Return the data word for word. Pictures are to be omitted.

Referring expression data
#####
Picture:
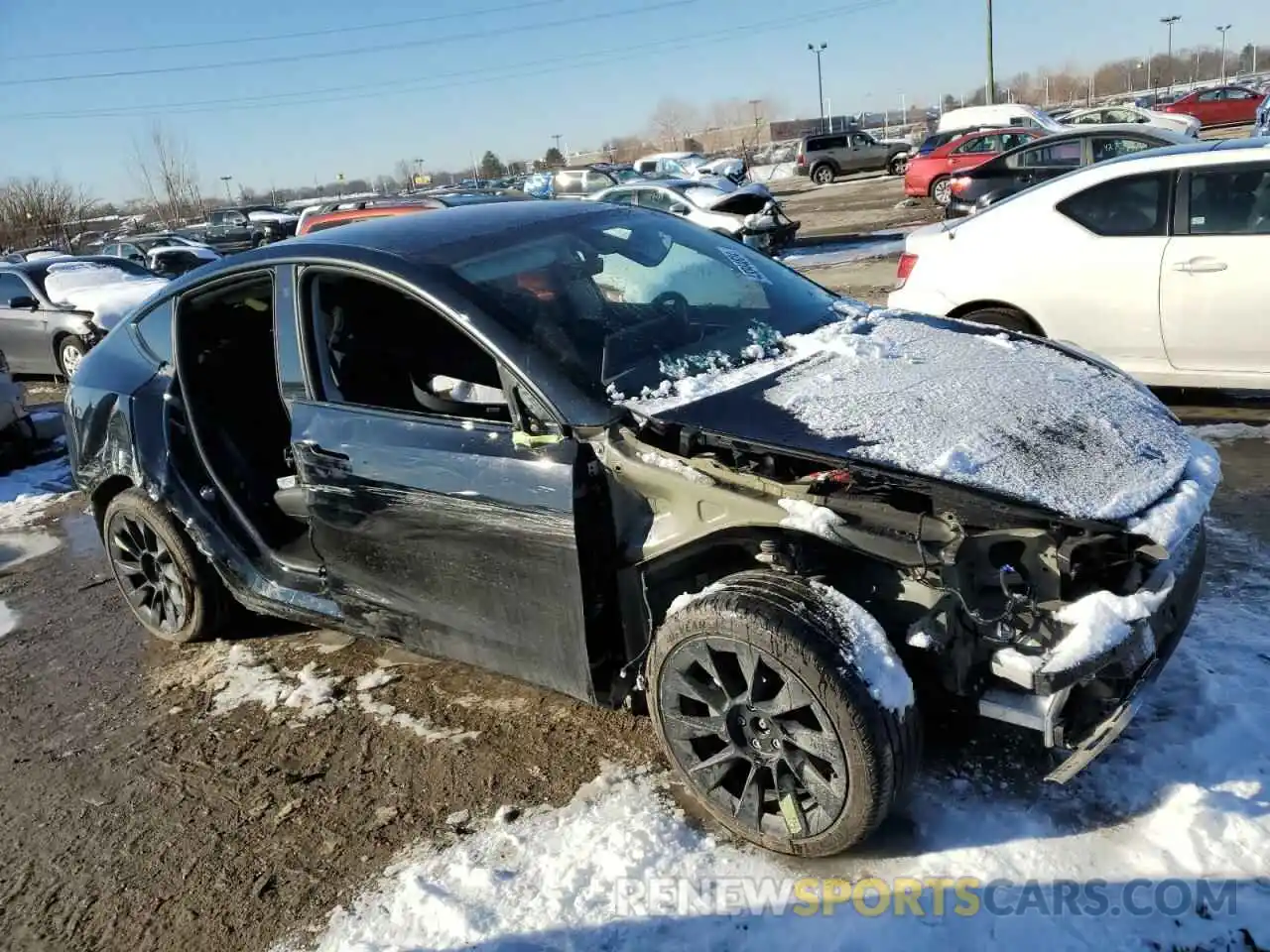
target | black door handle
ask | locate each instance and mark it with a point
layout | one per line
(318, 449)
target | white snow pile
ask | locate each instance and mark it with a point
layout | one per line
(940, 399)
(686, 598)
(1222, 431)
(109, 294)
(1171, 520)
(8, 620)
(24, 494)
(1180, 797)
(234, 675)
(677, 466)
(869, 652)
(1101, 622)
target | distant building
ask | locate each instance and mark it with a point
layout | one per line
(797, 128)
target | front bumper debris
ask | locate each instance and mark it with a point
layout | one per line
(1162, 631)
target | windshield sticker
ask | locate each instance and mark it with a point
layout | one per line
(744, 266)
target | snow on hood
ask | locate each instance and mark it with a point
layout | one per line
(272, 216)
(107, 293)
(949, 400)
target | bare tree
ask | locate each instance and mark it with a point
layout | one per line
(169, 177)
(37, 211)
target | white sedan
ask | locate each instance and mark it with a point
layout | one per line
(1157, 262)
(1133, 116)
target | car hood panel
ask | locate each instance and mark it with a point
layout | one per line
(944, 399)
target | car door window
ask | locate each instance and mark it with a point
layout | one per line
(10, 287)
(1133, 206)
(1048, 157)
(1111, 146)
(978, 145)
(155, 331)
(1229, 202)
(379, 348)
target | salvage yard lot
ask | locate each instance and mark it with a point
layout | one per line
(230, 796)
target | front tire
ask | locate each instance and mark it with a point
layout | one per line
(70, 352)
(171, 587)
(772, 733)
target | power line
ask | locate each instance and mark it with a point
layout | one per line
(271, 37)
(535, 67)
(350, 51)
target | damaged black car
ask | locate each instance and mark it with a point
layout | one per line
(611, 453)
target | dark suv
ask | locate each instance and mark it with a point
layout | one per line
(825, 158)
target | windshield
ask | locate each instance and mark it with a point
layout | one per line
(629, 299)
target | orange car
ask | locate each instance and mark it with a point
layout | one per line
(429, 203)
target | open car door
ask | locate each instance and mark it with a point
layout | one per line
(437, 526)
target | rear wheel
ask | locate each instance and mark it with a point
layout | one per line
(70, 352)
(772, 733)
(1005, 317)
(172, 589)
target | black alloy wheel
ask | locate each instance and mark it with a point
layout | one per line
(148, 574)
(752, 738)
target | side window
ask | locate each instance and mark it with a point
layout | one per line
(656, 198)
(10, 287)
(1133, 206)
(1229, 202)
(380, 348)
(1058, 155)
(1111, 148)
(155, 331)
(974, 146)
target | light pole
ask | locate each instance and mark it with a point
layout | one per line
(1169, 22)
(820, 76)
(991, 89)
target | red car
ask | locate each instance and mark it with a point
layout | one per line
(1218, 105)
(930, 173)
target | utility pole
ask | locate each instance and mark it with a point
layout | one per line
(1169, 22)
(991, 89)
(820, 77)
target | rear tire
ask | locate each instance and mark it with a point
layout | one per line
(778, 739)
(169, 585)
(1005, 317)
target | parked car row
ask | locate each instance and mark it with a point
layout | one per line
(1153, 261)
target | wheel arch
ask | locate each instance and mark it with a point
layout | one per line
(970, 307)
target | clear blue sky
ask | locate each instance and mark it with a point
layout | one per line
(444, 94)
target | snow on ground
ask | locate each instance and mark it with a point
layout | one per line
(235, 675)
(24, 494)
(8, 620)
(1180, 797)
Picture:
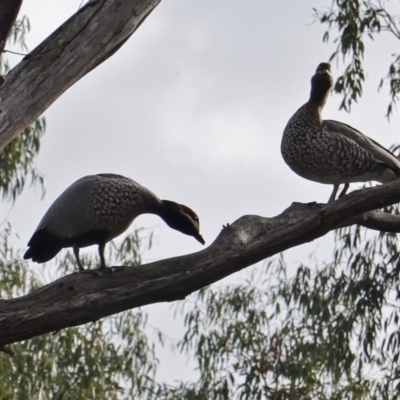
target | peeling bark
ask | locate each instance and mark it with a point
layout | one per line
(87, 39)
(80, 298)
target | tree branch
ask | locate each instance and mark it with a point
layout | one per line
(80, 298)
(83, 42)
(9, 10)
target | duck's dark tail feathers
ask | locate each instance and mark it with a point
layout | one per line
(43, 246)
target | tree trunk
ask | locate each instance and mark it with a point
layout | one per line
(83, 42)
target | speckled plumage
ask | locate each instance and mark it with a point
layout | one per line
(331, 152)
(97, 208)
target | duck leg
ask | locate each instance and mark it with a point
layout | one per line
(101, 254)
(333, 195)
(343, 192)
(76, 254)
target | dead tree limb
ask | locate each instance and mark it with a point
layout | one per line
(80, 298)
(87, 39)
(9, 10)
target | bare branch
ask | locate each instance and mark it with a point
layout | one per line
(377, 220)
(9, 10)
(87, 39)
(80, 298)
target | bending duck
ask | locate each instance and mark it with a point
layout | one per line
(96, 209)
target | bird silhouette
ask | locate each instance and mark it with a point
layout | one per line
(96, 209)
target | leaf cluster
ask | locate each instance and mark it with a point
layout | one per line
(352, 21)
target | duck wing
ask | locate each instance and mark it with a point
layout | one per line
(378, 151)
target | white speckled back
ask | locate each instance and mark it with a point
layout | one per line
(99, 202)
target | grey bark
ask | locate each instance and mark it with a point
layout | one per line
#####
RESPONSE AREA:
Picture:
target | black door handle
ask | locate each instance and mark it with a point
layout | one per line
(318, 449)
target | white snow pile
ask | locate each instance and mark it with a point
layout | one per line
(940, 399)
(686, 598)
(1222, 431)
(109, 294)
(1171, 520)
(8, 620)
(24, 494)
(1180, 797)
(234, 675)
(677, 466)
(869, 652)
(1101, 622)
target | distant building
ask | locate each instance and mark it with a point
layout | one per line
(797, 128)
target | front bumper debris
ask | locate each instance and mark it with a point
layout | one per line
(1162, 631)
target | windshield sticker
ask | locate each instance and mark it with a point
layout | one per line
(744, 266)
target | snow on hood
ask | locate each instance and mark it with a point
layout | one per line
(272, 216)
(107, 293)
(949, 400)
target | bare tree
ask | locate each instance and mark it with a point
layout | one per line
(169, 177)
(37, 211)
target | white sedan
ask | locate each instance and mark it with a point
layout | one per line
(1157, 262)
(1133, 116)
target | car hood panel
ask | locate each instance and mark it with a point
layout | one per line
(944, 399)
target | car door window
ask | locate each instance and mark it with a point
layout | one per line
(10, 287)
(1133, 206)
(1048, 157)
(1111, 146)
(978, 145)
(155, 331)
(1229, 202)
(379, 348)
target | salvage yard lot
ask | locate each instance and mark it with a point
layout | one per line
(230, 796)
target | front tire
ask | locate each instance and mark it with a point
layout | one per line
(70, 352)
(171, 587)
(772, 733)
target | power line
ask | locate each instance and mark it with a point
layout | one per line
(271, 37)
(535, 67)
(350, 51)
target | damaged black car
ask | locate each instance and mark it with a point
layout | one per line
(611, 453)
target | dark suv
ask | locate each instance and mark it with a point
layout | one per line
(825, 158)
target | windshield
ask | locate each instance and mark it with a point
layout | one per line
(629, 299)
target | orange car
ask | locate each instance and mark it with a point
layout | one per line
(429, 203)
target | open car door
ask | locate each instance and mark it with a point
layout | one per line
(437, 526)
target | rear wheel
ask | locate each instance and mark it with a point
layout | one per line
(70, 352)
(772, 733)
(1005, 317)
(172, 589)
target | black alloy wheel
ask | locate each instance and mark it with a point
layout | one per line
(148, 574)
(752, 738)
target | side window
ask | locate each instance and mark it with a point
layout | one per line
(656, 198)
(10, 287)
(1133, 206)
(1229, 202)
(380, 348)
(1058, 155)
(1111, 148)
(155, 331)
(974, 146)
target | light pole
ask | locate each instance and mark it with a point
layout | one per line
(1169, 22)
(820, 76)
(991, 89)
target | red car
ask | locate each instance and mark it with a point
layout | one per line
(1218, 105)
(930, 173)
target | utility pole
ask | locate each instance and mark it with a point
layout | one per line
(1169, 22)
(991, 89)
(820, 77)
target | rear tire
ask | locate each instance and mark it with a point
layout | one per line
(778, 739)
(169, 585)
(1005, 317)
target | parked car row
ask | locate each instance and mark it with a point
layout | one per line
(1153, 261)
target | wheel arch
ask | locate each instance and mark it with a point
layout | one per line
(970, 307)
target | clear blue sky
ask | locate each instance and mark it with a point
layout | one per line
(444, 94)
target | snow on ground
ask | locate each instance and mark it with a point
layout | one per line
(235, 675)
(24, 494)
(8, 620)
(1180, 797)
Picture:
target | peeling bark
ask | locate each instance and mark it with a point
layout | one per line
(87, 39)
(80, 298)
target | tree branch
ask | locate each instance and mark it with a point
layout | one per line
(80, 298)
(83, 42)
(9, 10)
target | duck's dark tail feathers
ask | locate each instance and mark it with a point
layout | one per line
(43, 246)
target | tree trunk
ask | locate each instance and mark it with a point
layout | one per line
(83, 42)
target | speckled plumage
ask | locate each instance and mark it with a point
layout | one per line
(331, 152)
(97, 208)
target | duck leg
ask | locate each instance and mark it with a point
layout | one per line
(101, 254)
(333, 195)
(343, 192)
(76, 254)
target | dead tree limb
ask | locate each instance and mark it with a point
layout | one per line
(80, 298)
(87, 39)
(9, 10)
target | bare branch
ask | locate each instance and mark it with a point
layout | one per line
(377, 220)
(9, 10)
(87, 39)
(80, 298)
target | bending duck
ask | locate each instance and mark it with a point
layout | one per line
(96, 209)
target | bird silhouette
ask | locate each instance and mark it with a point
layout | one per line
(96, 209)
target | leaf cluster
ask | locate each instance and mark it with a point
layout | one per line
(352, 21)
target | duck wing
ask | locate each instance and mark it with a point
layout | one per line
(378, 151)
target | white speckled back
ask | locate each instance and mark it with a point
layout | one per line
(99, 202)
target | grey bark
ask | locate each instance and mark it with a point
layout | one per line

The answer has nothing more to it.